*Aim:* Pick up the piece on Israeli settlers and Palestinians seeking a "third way" and keep writing it onward from its last sentence.

*Page text:*
^^^^^^^^^^^^^^^^

One of the more interesting slogans that emerged from this summer's Israel social justice protest movement was "Jews and Arabs Refuse to be Enemies." Although this looks good on a poster, how realistic is it on the ground, particularly in the West Bank? In these disputed territories, Jewish settlers and Palestinian Arabs continue to be locked in a struggle for their countries' futures.
Frustrated with the lack of progress from direct negotiations with Israel, the Palestinian Authority has petitioned the United Nations for recognition as a member state. The Israeli government, as if acting out a part in a tragedy that has already been written, vigorously opposed what they termed a "unilateral" act and has dug in its heels. The Palestinians are not backing down either, even in the face of U.S. opposition to their UN bid, including cutting off $200 million in humanitarian aid to the Palestinians by the U.S. Congress.
As the extended diplomatic confrontation continues unabated, the mood on the ground is becoming increasingly tense, the negotiations between Israel and Hamas that led to the successful return of Gilad Shalit notwithstanding. A recent spate of mosque desecrations has now spread from the West Bank to Israel proper; the threat of possible Palestinian demonstrations looms. It is against this backdrop of increasing tensions that a nascent movement of Israeli settlers and Palestinians has come together to explore ways to communicate and co-exist. But their movement, which they call the "third way," is now struggling for its very existence.
These settlers and Palestinians have been meeting with each other in an effort to find a "third way" between domination and confrontation. The members of this small but slowly growing movement are pushing the norms of Israeli-Palestinian relations, often in ways that puts them at odds with their respective communities.

^^^^^^^^^^^^^^^^

*Supplied entries:*
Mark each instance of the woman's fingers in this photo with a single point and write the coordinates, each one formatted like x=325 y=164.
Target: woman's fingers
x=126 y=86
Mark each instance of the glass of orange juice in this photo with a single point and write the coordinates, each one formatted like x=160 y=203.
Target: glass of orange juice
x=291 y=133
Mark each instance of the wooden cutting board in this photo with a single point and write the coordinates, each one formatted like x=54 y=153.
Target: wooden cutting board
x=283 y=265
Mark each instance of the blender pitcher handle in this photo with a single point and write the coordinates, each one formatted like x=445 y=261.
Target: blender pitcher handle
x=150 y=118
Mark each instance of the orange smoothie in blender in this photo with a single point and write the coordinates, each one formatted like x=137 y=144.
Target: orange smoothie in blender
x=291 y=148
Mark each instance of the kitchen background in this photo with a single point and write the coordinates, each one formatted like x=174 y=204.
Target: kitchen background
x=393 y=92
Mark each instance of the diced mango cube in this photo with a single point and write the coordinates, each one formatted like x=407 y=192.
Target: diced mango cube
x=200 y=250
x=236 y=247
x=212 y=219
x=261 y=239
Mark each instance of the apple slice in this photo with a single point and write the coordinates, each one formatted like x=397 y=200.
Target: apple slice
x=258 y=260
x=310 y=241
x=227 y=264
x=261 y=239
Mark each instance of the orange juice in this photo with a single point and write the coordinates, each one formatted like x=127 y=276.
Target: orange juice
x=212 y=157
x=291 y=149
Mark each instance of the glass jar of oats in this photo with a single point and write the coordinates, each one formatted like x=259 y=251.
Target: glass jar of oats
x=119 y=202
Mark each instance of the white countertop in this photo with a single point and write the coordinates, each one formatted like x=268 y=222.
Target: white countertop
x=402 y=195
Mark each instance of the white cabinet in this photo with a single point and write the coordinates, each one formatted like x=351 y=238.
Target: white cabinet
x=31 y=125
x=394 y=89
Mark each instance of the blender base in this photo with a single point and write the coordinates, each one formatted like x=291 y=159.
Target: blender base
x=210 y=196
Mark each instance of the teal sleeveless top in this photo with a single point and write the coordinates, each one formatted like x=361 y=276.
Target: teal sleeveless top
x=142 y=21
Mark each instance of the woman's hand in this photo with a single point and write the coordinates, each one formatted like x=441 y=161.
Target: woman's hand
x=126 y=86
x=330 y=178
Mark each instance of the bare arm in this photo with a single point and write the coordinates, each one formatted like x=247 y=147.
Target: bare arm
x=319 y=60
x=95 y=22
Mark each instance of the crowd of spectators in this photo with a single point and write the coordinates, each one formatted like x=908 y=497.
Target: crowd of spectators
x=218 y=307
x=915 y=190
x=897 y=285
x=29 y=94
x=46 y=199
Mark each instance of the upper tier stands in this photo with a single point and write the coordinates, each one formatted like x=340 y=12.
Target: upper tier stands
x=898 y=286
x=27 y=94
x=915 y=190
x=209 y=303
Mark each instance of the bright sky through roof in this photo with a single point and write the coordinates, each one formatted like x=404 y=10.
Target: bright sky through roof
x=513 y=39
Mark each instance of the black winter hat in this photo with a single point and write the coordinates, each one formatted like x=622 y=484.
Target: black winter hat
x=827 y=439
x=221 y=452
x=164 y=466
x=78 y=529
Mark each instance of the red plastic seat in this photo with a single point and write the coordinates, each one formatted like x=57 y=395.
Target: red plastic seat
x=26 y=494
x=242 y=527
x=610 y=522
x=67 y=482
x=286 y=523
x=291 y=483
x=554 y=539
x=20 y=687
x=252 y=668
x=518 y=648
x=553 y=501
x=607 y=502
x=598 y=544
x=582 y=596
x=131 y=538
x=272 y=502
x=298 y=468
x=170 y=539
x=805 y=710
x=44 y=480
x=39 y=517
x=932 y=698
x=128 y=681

^^^^^^^^^^^^^^^^

*Reply:*
Rabbi Menachem Froman, the rabbi of the settlement of Tekoa, is often viewed as the spiritual father of the movement. Froman is notorious for befriending Yasser Arafat as well as meeting several times in Gaza with the wheelchair-bound, late spiritual leader of Hamas, Sheikh Yassin. Today, he is a voice of reconciliation.
Last month, as part of their "price tag" strategy designed to punish Palestinians (and now Israelis too) when the Israeli authorities don't bend to their will, settlers vandalized a mosque in the Palestinian village of Qusra following the Israeli Defense Force's demolition of illegal houses in the Migron settlement outpost. In response, Rabbi Froman visited Qusra to seek penance for the deeds done by his co-religionists. Leading the crowd in chants of "Allah Hu Akbar," the Rabbi tried to show that the two sides belong to the same land and share the same destiny, whether or not they're willing to acknowledge it.
Over the past few years, a new generation of settlers has arisen to continue on Froman's path. Two of these activists are named Nahum Pachenik and Eliaz Cohen. Much of their activism is informal and individual. There is also a similar group, called Eretz Shalom, that meets semi-regularly.
At times, in movements like this, some of the first bridge building comes from the side that's privileged -- in this case, the Israelis. Eliaz Cohen lives in Kfar Etzion, the first West Bank settlement, founded in September 1967, and has been meeting with the mukhtar of a neighboring village. He has been pushing the local Israeli government to pave the single road in the village, as well as to give locals permission to repair the village minaret, which Israel has refused to do for almost 30 years.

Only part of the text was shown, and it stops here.